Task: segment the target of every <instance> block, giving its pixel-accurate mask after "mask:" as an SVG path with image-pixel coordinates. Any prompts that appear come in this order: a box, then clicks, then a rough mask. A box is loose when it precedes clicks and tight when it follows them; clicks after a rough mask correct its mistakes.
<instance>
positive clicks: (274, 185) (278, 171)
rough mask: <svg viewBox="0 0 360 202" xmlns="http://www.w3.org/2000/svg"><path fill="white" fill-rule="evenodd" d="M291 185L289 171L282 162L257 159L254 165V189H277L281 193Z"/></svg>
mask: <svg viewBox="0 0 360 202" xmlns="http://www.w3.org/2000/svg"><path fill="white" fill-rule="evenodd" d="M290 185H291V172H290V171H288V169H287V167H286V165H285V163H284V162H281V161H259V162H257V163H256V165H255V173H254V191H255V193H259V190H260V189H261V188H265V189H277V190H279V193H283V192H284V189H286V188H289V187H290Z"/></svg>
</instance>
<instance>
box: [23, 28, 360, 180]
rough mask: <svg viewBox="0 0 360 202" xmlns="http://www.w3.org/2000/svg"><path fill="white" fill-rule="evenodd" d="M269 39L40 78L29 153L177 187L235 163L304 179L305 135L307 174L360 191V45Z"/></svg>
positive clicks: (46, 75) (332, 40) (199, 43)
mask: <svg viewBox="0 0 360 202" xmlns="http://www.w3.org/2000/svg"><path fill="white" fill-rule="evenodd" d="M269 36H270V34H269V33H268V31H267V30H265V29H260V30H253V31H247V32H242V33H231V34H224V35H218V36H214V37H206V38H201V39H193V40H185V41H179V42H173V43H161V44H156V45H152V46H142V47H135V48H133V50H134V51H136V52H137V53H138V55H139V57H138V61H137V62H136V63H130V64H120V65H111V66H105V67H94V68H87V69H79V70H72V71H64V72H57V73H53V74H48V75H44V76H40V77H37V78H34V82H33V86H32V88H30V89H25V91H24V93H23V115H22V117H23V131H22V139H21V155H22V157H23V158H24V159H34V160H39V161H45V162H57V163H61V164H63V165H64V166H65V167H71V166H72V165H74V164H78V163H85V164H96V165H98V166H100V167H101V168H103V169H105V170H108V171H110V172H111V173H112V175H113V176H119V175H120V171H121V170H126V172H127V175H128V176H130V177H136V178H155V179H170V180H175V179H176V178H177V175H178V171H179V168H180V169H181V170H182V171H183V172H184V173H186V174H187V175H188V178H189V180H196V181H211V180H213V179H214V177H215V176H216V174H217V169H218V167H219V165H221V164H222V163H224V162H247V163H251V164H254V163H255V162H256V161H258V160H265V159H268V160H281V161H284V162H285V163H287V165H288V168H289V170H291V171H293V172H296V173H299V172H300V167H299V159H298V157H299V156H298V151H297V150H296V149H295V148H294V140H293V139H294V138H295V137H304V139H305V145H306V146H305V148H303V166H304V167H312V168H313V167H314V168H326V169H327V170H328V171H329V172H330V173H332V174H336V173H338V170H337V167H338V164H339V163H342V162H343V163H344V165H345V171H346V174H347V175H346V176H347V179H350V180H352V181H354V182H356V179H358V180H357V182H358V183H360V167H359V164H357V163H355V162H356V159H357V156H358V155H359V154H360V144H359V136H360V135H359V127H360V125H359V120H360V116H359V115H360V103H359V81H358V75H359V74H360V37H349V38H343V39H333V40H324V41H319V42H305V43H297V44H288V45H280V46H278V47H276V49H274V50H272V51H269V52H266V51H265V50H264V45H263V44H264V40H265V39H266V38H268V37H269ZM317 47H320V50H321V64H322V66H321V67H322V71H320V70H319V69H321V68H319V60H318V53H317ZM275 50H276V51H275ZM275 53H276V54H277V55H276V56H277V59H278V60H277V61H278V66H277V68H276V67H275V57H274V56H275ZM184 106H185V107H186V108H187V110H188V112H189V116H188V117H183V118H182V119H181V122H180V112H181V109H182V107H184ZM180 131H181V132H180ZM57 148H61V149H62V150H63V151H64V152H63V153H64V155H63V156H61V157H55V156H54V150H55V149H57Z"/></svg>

******************************

### TASK
For this exercise, retype the complete listing exactly.

### ANSWER BOX
Task: segment the target of every <instance> block, giving its pixel-accurate mask after "mask:" as an SVG path with image-pixel coordinates. Any prompts that appear come in this order: a box, then clicks, then a rough mask. A box is loose when it precedes clicks and tight when it follows them; clicks after a rough mask correct its mistakes.
<instance>
positive clicks: (274, 185) (278, 171)
rough mask: <svg viewBox="0 0 360 202" xmlns="http://www.w3.org/2000/svg"><path fill="white" fill-rule="evenodd" d="M291 185L289 171L282 162L257 159L254 165V189H277L281 193Z"/></svg>
mask: <svg viewBox="0 0 360 202" xmlns="http://www.w3.org/2000/svg"><path fill="white" fill-rule="evenodd" d="M290 185H291V172H290V171H288V169H287V167H286V165H285V163H284V162H281V161H259V162H257V163H256V165H255V173H254V191H255V193H259V190H260V189H261V188H265V189H277V190H279V193H283V192H284V189H286V188H289V187H290Z"/></svg>
</instance>
<instance>
box: [23, 28, 360, 180]
rough mask: <svg viewBox="0 0 360 202" xmlns="http://www.w3.org/2000/svg"><path fill="white" fill-rule="evenodd" d="M269 39L40 78L29 153L177 187L235 163L304 179L305 135L307 174L360 191V45Z"/></svg>
positive clicks: (46, 75) (332, 40) (199, 43)
mask: <svg viewBox="0 0 360 202" xmlns="http://www.w3.org/2000/svg"><path fill="white" fill-rule="evenodd" d="M269 36H270V34H269V33H268V31H267V30H265V29H260V30H253V31H247V32H242V33H231V34H224V35H218V36H214V37H206V38H201V39H193V40H185V41H179V42H173V43H161V44H156V45H152V46H142V47H135V48H133V50H134V51H136V52H137V53H138V55H139V57H138V61H137V62H136V63H130V64H120V65H111V66H105V67H94V68H87V69H79V70H72V71H64V72H57V73H53V74H48V75H44V76H40V77H37V78H34V82H33V86H32V88H30V89H25V91H24V93H23V115H22V117H23V131H22V139H21V155H22V157H23V158H24V159H34V160H39V161H45V162H57V163H61V164H63V165H64V166H65V167H71V166H72V165H74V164H78V163H85V164H96V165H98V166H100V167H101V168H103V169H105V170H108V171H110V172H111V173H112V175H113V176H119V175H120V171H121V170H126V172H127V175H128V176H130V177H136V178H155V179H170V180H175V179H176V178H177V175H178V171H179V168H180V169H181V170H182V171H183V172H184V173H186V174H187V175H188V178H189V180H196V181H211V180H213V179H214V177H215V176H216V174H217V169H218V167H219V165H221V164H222V163H224V162H247V163H251V164H254V163H255V162H256V161H258V160H265V159H268V160H281V161H284V162H285V163H287V165H288V168H289V170H291V171H293V172H296V173H299V172H300V167H299V159H298V157H299V156H298V151H297V150H296V149H295V148H294V140H293V139H294V138H295V137H304V139H305V145H306V146H305V148H303V166H304V167H312V168H313V167H314V168H326V169H327V170H328V171H329V172H330V173H332V174H336V173H338V170H337V167H338V164H339V163H342V162H343V163H344V165H345V171H346V174H347V175H346V176H347V179H350V180H352V181H354V182H356V179H358V180H357V182H358V183H360V167H359V164H357V163H355V162H356V159H357V156H358V155H359V154H360V144H359V136H360V135H359V127H360V125H359V120H360V116H359V115H360V103H359V81H358V75H359V74H360V37H349V38H343V39H333V40H324V41H319V42H305V43H297V44H288V45H280V46H278V47H276V49H274V50H272V51H269V52H266V51H265V50H264V45H263V44H264V40H265V39H266V38H268V37H269ZM317 47H320V50H321V64H322V66H321V67H322V71H320V70H319V69H321V68H319V60H318V53H317ZM275 50H276V51H275ZM275 53H276V54H277V55H276V56H277V59H278V60H277V61H278V66H277V68H276V67H275V57H274V56H275ZM184 106H185V107H186V108H187V110H188V112H189V116H188V117H183V118H182V119H181V122H180V112H181V109H182V107H184ZM180 131H181V132H180ZM57 148H61V149H62V150H63V151H64V152H63V153H64V155H63V156H61V157H55V156H54V150H55V149H57Z"/></svg>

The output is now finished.